*** TEXT EXCERPT ***

How We Communicate

37signals posted their Guide to Internal Communication, which is a short and pithy read.

Writing solidifies, chat dissolves. Substantial decisions start and end with an exchange of complete thoughts, not one-line-at-a-time jousts. If it’s important, critical, or fundamental, write it up, don’t chat it down.


Speaking only helps who’s in the room, writing helps everyone. This includes people who couldn’t make it, or future employees who join years from now.

For years I measured my productivity by logging what I worked on every fifteen minutes. This was a tactic my brother-in-law taught me, and he is one of the most productive people I’ve ever watched work.

In addition, I used to email my daily report to my boss at the end of every day; talk about accountability. I don’t know if any boss ever appreciated my reports, but it helped me.

*** DATA SHOWN ***

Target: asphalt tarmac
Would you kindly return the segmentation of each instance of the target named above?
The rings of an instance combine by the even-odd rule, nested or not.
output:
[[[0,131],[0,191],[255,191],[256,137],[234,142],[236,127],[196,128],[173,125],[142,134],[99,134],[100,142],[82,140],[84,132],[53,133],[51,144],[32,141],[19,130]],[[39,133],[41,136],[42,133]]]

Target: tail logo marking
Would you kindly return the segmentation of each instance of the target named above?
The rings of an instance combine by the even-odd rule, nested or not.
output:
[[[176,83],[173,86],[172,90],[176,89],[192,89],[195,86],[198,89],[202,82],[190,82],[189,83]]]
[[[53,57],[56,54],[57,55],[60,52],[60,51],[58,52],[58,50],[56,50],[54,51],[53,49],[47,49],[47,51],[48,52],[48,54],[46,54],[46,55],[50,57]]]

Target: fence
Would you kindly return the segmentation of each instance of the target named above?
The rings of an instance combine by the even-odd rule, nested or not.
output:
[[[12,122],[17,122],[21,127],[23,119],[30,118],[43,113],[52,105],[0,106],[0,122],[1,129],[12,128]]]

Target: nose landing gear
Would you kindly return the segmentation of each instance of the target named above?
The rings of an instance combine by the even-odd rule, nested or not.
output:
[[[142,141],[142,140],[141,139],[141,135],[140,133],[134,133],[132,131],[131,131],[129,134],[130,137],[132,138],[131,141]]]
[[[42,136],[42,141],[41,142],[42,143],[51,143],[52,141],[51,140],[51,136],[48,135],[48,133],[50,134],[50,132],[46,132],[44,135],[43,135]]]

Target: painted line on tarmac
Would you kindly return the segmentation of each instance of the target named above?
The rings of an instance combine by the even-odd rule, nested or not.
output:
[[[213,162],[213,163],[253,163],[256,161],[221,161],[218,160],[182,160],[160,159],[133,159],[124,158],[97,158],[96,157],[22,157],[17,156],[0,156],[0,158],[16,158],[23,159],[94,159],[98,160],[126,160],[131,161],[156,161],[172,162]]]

***

EXERCISE A – In the post on communication, rewrite the paragraph beginning "For years I measured my productivity" in fewer words, keeping its main facts.
EXERCISE B – Please rewrite every line of the records as a numbered list, leaving out blank lines and leaving out the post on communication.

EXERCISE SOLUTION A – For years, I tracked my productivity by logging my work every fifteen minutes. My brother-in-law, one of the most productive people I've seen work, taught me this tactic.

EXERCISE SOLUTION B –
1. Target: asphalt tarmac
2. Would you kindly return the segmentation of each instance of the target named above?
3. The rings of an instance combine by the even-odd rule, nested or not.
4. output:
5. [[[0,131],[0,191],[255,191],[256,137],[234,142],[236,127],[196,128],[173,125],[142,134],[99,134],[100,142],[82,140],[84,132],[53,133],[51,144],[32,141],[19,130]],[[39,133],[41,136],[42,133]]]
6. Target: tail logo marking
7. Would you kindly return the segmentation of each instance of the target named above?
8. The rings of an instance combine by the even-odd rule, nested or not.
9. output:
10. [[[176,83],[173,86],[172,90],[176,89],[192,89],[195,86],[198,89],[202,82],[190,82],[189,83]]]
11. [[[53,57],[56,54],[57,55],[60,52],[60,51],[58,52],[58,50],[56,50],[54,51],[53,49],[47,49],[47,51],[48,52],[48,54],[46,54],[46,55],[50,57]]]
12. Target: fence
13. Would you kindly return the segmentation of each instance of the target named above?
14. The rings of an instance combine by the even-odd rule, nested or not.
15. output:
16. [[[12,122],[17,122],[21,127],[23,119],[30,118],[43,113],[52,105],[0,106],[0,122],[1,129],[12,128]]]
17. Target: nose landing gear
18. Would you kindly return the segmentation of each instance of the target named above?
19. The rings of an instance combine by the even-odd rule, nested or not.
20. output:
21. [[[142,141],[142,140],[141,139],[141,135],[140,133],[134,133],[132,131],[131,131],[129,134],[130,137],[132,138],[131,141]]]
22. [[[42,136],[42,141],[41,142],[42,143],[51,143],[52,141],[51,140],[51,136],[48,135],[48,133],[50,134],[50,132],[46,132],[44,135],[43,135]]]
23. Target: painted line on tarmac
24. Would you kindly return the segmentation of each instance of the target named above?
25. The rings of an instance combine by the even-odd rule, nested or not.
26. output:
27. [[[213,162],[213,163],[253,163],[256,161],[221,161],[218,160],[182,160],[160,159],[133,159],[124,158],[97,158],[96,157],[22,157],[17,156],[0,156],[0,158],[16,158],[23,159],[94,159],[98,160],[126,160],[131,161],[156,161],[172,162]]]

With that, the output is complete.